◆ WHAT THE TASK REQUIRES ◆
Reproduce the records verbatim, beginning at their first line and stopping after the line that contains "(1045, 231)". Omit the pictures from your answer.

[start]

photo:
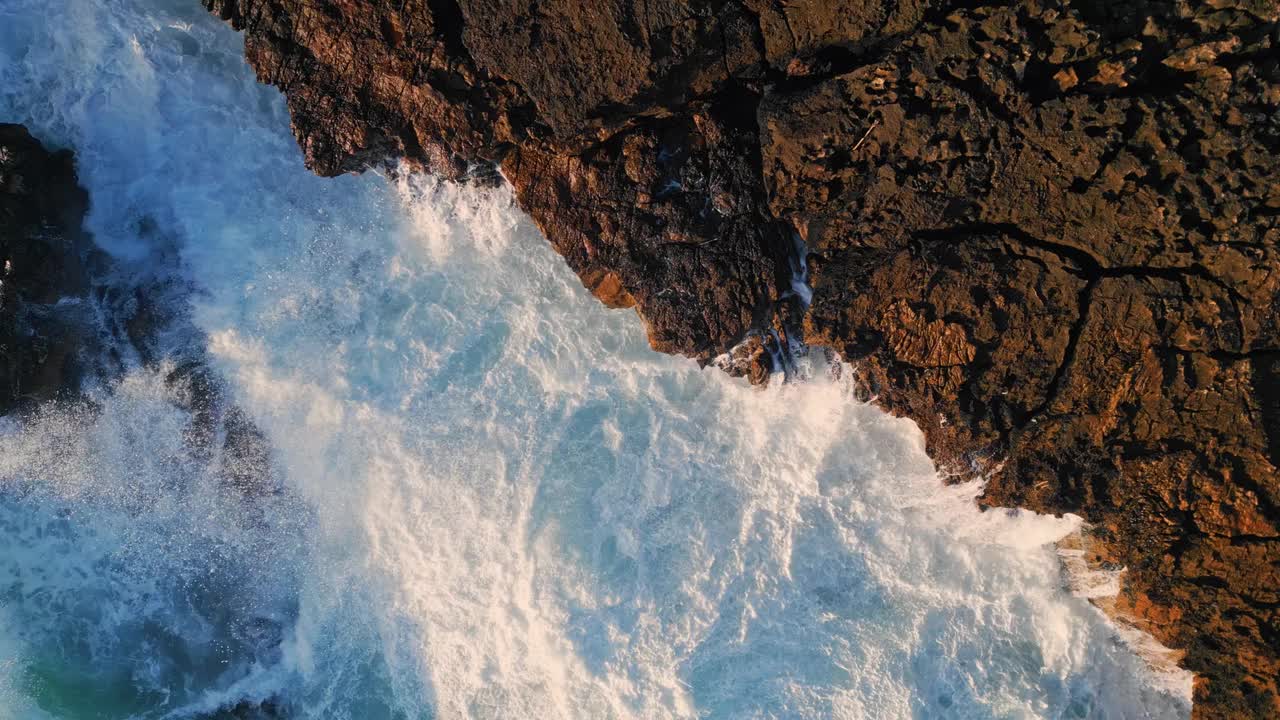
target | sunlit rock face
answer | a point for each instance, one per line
(1047, 232)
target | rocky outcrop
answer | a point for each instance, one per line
(1046, 231)
(42, 256)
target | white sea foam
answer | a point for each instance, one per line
(499, 501)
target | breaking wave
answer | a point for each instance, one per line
(478, 493)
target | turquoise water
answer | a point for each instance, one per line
(488, 497)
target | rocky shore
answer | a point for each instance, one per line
(42, 264)
(1048, 232)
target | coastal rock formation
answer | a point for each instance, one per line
(42, 255)
(1048, 232)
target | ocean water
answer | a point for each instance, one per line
(484, 496)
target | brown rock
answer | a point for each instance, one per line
(1046, 231)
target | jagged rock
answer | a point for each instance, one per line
(1046, 231)
(42, 254)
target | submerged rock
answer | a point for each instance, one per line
(42, 278)
(1048, 232)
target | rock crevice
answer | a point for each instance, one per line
(1046, 231)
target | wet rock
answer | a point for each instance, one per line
(1047, 231)
(42, 279)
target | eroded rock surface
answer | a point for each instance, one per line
(42, 255)
(1045, 231)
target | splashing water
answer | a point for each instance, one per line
(498, 501)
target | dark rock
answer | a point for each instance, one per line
(1046, 231)
(42, 256)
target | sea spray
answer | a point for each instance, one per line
(497, 501)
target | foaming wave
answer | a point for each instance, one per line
(498, 501)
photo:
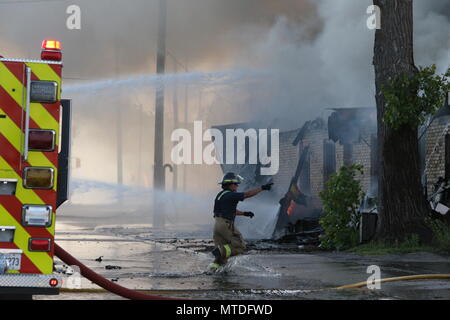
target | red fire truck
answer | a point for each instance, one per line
(34, 153)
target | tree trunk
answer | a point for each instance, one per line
(402, 205)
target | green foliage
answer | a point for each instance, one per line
(441, 234)
(410, 98)
(408, 245)
(341, 200)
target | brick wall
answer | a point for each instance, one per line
(289, 155)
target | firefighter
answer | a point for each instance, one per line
(227, 238)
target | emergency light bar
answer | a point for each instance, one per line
(51, 50)
(38, 178)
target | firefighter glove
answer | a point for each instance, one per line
(267, 186)
(249, 214)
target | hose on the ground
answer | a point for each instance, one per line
(403, 278)
(101, 281)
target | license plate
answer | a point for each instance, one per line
(13, 260)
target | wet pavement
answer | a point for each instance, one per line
(173, 263)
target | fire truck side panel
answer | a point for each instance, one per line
(12, 127)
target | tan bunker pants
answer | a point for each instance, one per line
(228, 238)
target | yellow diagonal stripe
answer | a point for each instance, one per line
(38, 113)
(26, 196)
(21, 237)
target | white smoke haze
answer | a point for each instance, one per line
(280, 63)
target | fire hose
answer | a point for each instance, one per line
(103, 282)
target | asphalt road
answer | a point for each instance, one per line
(174, 263)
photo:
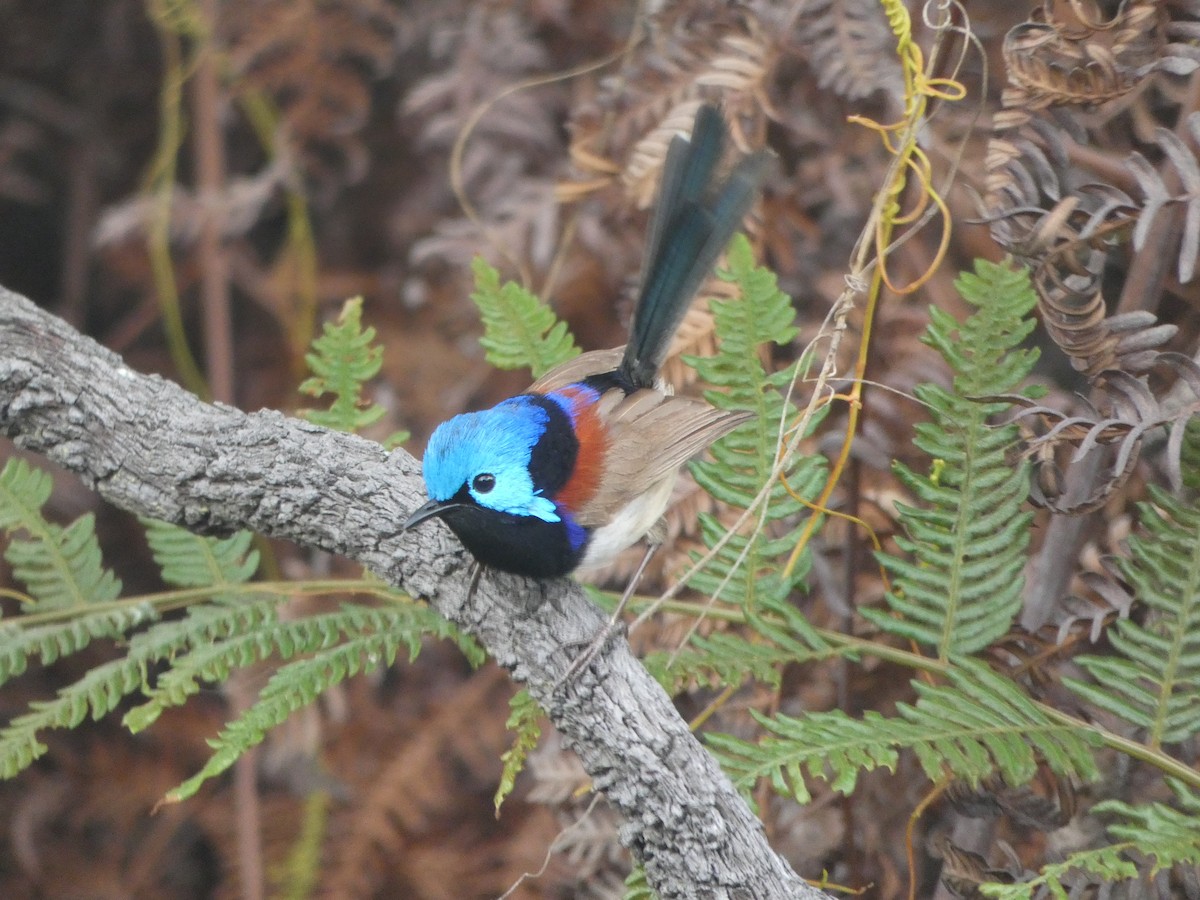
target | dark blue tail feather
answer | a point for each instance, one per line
(693, 223)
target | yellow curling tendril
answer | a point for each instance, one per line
(900, 141)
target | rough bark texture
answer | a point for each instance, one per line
(149, 447)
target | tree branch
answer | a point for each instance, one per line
(149, 447)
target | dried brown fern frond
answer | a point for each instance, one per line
(693, 53)
(851, 48)
(317, 60)
(1129, 412)
(411, 803)
(1065, 61)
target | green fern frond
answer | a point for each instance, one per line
(971, 727)
(342, 360)
(519, 329)
(1153, 678)
(51, 642)
(969, 539)
(1169, 834)
(213, 661)
(291, 688)
(525, 719)
(637, 887)
(747, 573)
(1104, 865)
(1146, 832)
(60, 567)
(190, 561)
(102, 688)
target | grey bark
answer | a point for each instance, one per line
(149, 447)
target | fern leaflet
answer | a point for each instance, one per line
(1153, 681)
(525, 719)
(341, 361)
(60, 567)
(519, 329)
(292, 687)
(215, 660)
(977, 724)
(100, 690)
(745, 570)
(969, 540)
(1163, 833)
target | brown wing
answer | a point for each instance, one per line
(649, 437)
(576, 370)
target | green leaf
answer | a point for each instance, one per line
(342, 360)
(191, 561)
(1152, 678)
(976, 725)
(59, 567)
(960, 586)
(519, 329)
(525, 719)
(292, 687)
(747, 571)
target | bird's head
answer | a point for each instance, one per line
(481, 460)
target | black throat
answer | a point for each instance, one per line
(523, 545)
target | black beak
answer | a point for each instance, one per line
(430, 510)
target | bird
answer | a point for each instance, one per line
(581, 466)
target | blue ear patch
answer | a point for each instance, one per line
(496, 442)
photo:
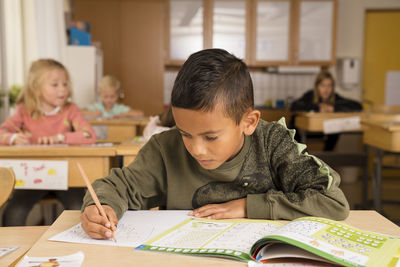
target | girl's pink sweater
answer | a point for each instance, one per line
(69, 121)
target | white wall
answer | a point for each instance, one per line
(350, 33)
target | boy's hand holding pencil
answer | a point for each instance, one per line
(98, 221)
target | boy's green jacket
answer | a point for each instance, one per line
(278, 178)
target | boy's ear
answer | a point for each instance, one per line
(250, 121)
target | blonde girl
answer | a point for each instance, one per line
(44, 115)
(110, 90)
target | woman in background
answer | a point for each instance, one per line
(324, 99)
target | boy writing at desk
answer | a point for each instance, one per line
(220, 160)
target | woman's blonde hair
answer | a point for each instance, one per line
(318, 80)
(30, 94)
(109, 82)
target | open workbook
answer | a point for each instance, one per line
(259, 240)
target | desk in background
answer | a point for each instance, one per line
(382, 137)
(95, 160)
(313, 121)
(119, 130)
(23, 237)
(97, 255)
(128, 150)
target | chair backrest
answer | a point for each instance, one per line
(7, 183)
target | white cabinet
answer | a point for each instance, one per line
(85, 66)
(229, 26)
(294, 32)
(185, 28)
(273, 31)
(316, 31)
(262, 32)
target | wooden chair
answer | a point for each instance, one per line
(7, 183)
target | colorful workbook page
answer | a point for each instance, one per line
(308, 238)
(218, 238)
(334, 241)
(38, 174)
(134, 228)
(73, 260)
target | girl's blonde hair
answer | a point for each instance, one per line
(30, 94)
(109, 82)
(318, 80)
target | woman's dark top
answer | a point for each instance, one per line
(306, 103)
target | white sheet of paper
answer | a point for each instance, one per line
(39, 174)
(341, 125)
(73, 260)
(134, 228)
(392, 88)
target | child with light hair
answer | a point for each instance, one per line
(107, 107)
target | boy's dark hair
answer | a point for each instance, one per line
(210, 77)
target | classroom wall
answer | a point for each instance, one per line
(350, 32)
(131, 37)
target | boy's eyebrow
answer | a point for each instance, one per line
(203, 133)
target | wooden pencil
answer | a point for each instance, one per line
(14, 126)
(94, 196)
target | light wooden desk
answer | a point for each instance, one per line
(120, 130)
(314, 121)
(95, 160)
(23, 237)
(97, 255)
(382, 137)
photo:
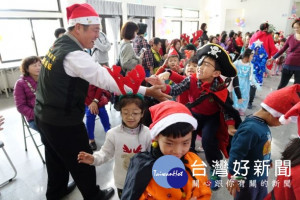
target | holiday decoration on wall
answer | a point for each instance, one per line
(240, 22)
(259, 60)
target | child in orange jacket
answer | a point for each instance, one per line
(171, 131)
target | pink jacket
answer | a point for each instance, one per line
(24, 97)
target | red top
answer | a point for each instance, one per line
(239, 41)
(292, 45)
(283, 191)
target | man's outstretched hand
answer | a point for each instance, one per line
(155, 92)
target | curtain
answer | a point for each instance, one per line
(106, 7)
(140, 10)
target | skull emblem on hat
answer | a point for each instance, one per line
(214, 50)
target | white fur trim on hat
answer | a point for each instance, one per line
(273, 112)
(172, 119)
(283, 120)
(84, 20)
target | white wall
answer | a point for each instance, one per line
(215, 12)
(191, 5)
(255, 12)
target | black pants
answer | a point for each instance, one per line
(286, 76)
(208, 125)
(252, 93)
(120, 192)
(62, 145)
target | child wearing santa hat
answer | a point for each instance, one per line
(289, 184)
(251, 144)
(210, 103)
(171, 131)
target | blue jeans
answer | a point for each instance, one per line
(90, 121)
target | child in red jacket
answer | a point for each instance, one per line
(95, 103)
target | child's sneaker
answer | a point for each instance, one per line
(214, 181)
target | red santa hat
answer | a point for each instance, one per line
(172, 52)
(292, 115)
(82, 14)
(167, 113)
(281, 101)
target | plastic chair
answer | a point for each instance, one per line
(11, 164)
(26, 125)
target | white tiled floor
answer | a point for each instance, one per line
(30, 183)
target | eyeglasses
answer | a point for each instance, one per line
(207, 64)
(134, 114)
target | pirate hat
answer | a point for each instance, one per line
(220, 55)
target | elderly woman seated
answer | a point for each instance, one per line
(25, 87)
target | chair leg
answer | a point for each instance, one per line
(23, 124)
(36, 146)
(12, 165)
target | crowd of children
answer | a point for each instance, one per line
(190, 71)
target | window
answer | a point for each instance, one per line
(190, 13)
(39, 5)
(26, 37)
(175, 30)
(190, 26)
(181, 21)
(44, 34)
(172, 12)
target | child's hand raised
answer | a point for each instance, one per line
(154, 80)
(86, 158)
(164, 76)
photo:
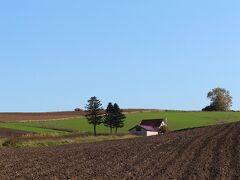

[end]

◆ OUTPUT FOR THIS EXERCISE ◆
photo:
target | sunlit rock face
answer | a point for each instance, one per line
(1047, 232)
target | rocky outcrop
answer | a point for each instance, one per line
(1046, 231)
(42, 256)
target | white sea foam
answer | a point for each instance, one per line
(499, 501)
target | breaking wave
answer | a point for each instance, one per line
(478, 493)
target | turquoise water
answer | a point for each instance, one per line
(488, 497)
target | rocky shore
answer | a point for each instance, one per line
(42, 264)
(1048, 232)
target | coastal rock formation
answer | a point for each instance, one per line
(42, 255)
(1048, 232)
target | ocean water
answer | a point for each instance, one per line
(484, 496)
target | brown rock
answer | a point for each instance, one per line
(1046, 231)
target | jagged rock
answer | a point for each instance, one per line
(1046, 231)
(42, 254)
target | submerged rock
answer | a point for each instance, one per line
(42, 278)
(1048, 232)
target | rock crevice
answer | a point for each instance, one per line
(1046, 231)
target | wet rock
answer | a point for each instance, one per line
(1047, 231)
(42, 279)
target | eroded rock surface
answer | a point for each instance, one per line
(42, 255)
(1045, 231)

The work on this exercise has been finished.